**THE TASKS:**
(a) In the forum thread about build times and code writing, what do the nixpkgs/nixos community snapshots offer for slow-to-compile packages?
(b) Write the next part of the forum thread about build times and code writing, starting after its final sentence.

**SELECTED TEXT:**
··········

Of course, there are times when you need to compile yourself, but most slow-
to-compile packages, such as Aeson, Lens, Servant or the aforementioned
Parsec, and many more on top of that have prebuilt binaries available when
built from community snapshots (nixpkgs/nixos). You can even pin your package
definitions to guarantee that you’re building something that will have
prebuilt versions available. New project build is usually less than a minute
or two, sometimes substantially so (anecdotally). Again, not always, but
usually.

------
dgellow
> Writing code should be comparable to writing prose. A plain text editor with
> 80-character columns should suffice. Coding should feel like writing an
> email or a novel. If instead it feels like filling out a tax return, then
> the language is poorly designed.

So this page has nice statements like those ones, but no justifications. Why
should writing code be comparable to writing prose or writing a novel? I don't
see why that would result in a better implementation.

··········

**ROWS:**
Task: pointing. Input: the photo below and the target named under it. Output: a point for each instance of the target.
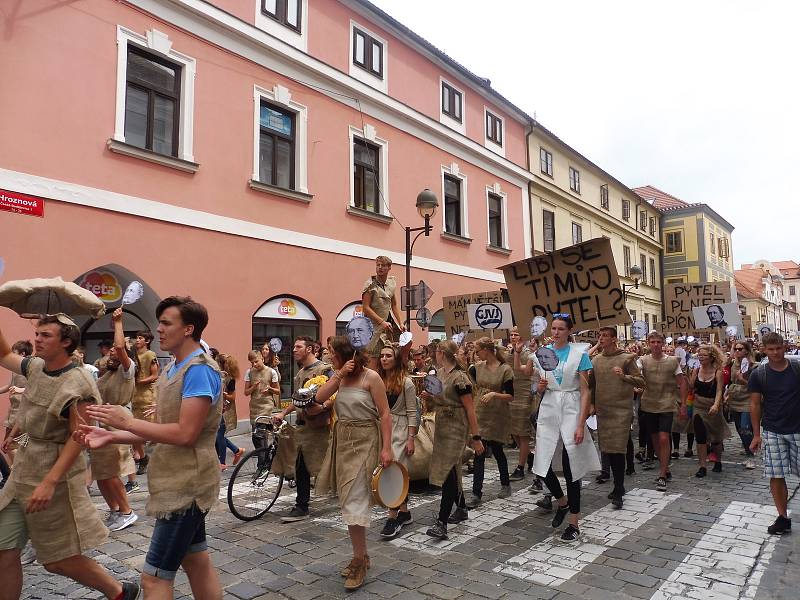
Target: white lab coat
(558, 417)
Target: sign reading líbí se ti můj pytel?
(580, 280)
(681, 298)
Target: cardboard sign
(681, 298)
(456, 313)
(718, 316)
(490, 316)
(580, 280)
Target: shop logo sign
(102, 284)
(287, 308)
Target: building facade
(255, 155)
(697, 240)
(572, 200)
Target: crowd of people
(567, 407)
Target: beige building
(573, 199)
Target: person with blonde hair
(494, 388)
(710, 427)
(402, 397)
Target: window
(276, 146)
(549, 230)
(451, 102)
(366, 181)
(653, 272)
(674, 242)
(495, 208)
(367, 53)
(546, 162)
(626, 260)
(577, 233)
(604, 196)
(152, 99)
(286, 12)
(452, 205)
(494, 128)
(575, 180)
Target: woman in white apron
(562, 420)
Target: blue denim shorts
(174, 538)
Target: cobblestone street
(703, 539)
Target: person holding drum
(494, 388)
(456, 425)
(566, 400)
(402, 397)
(362, 437)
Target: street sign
(414, 297)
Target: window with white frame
(496, 215)
(280, 156)
(369, 171)
(155, 94)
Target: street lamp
(635, 274)
(427, 203)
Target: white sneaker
(124, 521)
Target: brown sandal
(348, 569)
(358, 572)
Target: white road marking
(552, 562)
(729, 559)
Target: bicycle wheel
(253, 487)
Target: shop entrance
(108, 283)
(285, 318)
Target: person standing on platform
(379, 302)
(614, 377)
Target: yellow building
(697, 240)
(572, 200)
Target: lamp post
(427, 204)
(635, 274)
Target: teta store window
(285, 12)
(152, 102)
(276, 146)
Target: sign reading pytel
(580, 280)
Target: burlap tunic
(494, 417)
(180, 476)
(144, 396)
(261, 399)
(352, 455)
(522, 404)
(70, 525)
(381, 303)
(452, 427)
(114, 460)
(613, 398)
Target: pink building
(255, 154)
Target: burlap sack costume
(352, 455)
(452, 427)
(114, 460)
(144, 395)
(522, 404)
(71, 524)
(261, 399)
(613, 398)
(381, 303)
(181, 476)
(494, 417)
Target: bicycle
(253, 487)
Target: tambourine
(390, 485)
(305, 396)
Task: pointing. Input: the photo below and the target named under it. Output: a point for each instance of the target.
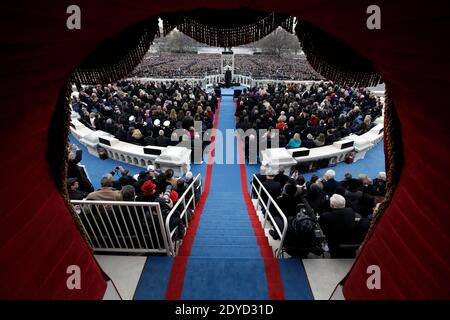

··········

**EXPECTED RESULTS:**
(a) Prebuilt binaries.

(b)
Prose is full of obscure and non-well defined rules that often require
subjective judgement. That's something I want to avoid when writing programs.
Program source codes are better written as clear and unambiguous as possible,
limiting potential misunderstanding whenever possible, where a person writing
prose will play with rhythm, symbolism, rhymes, atmosphere development, etc
and can use potential misunderstanding and multiple meanings to add depth to
their work.

Filling a tax return seems to be better IMHO, I don't need to develop my own
style over years and years of writing, I learn the (quite strict) rules, apply
them, anyone who also knows the rules can easily fix/extend/improve what I've
done.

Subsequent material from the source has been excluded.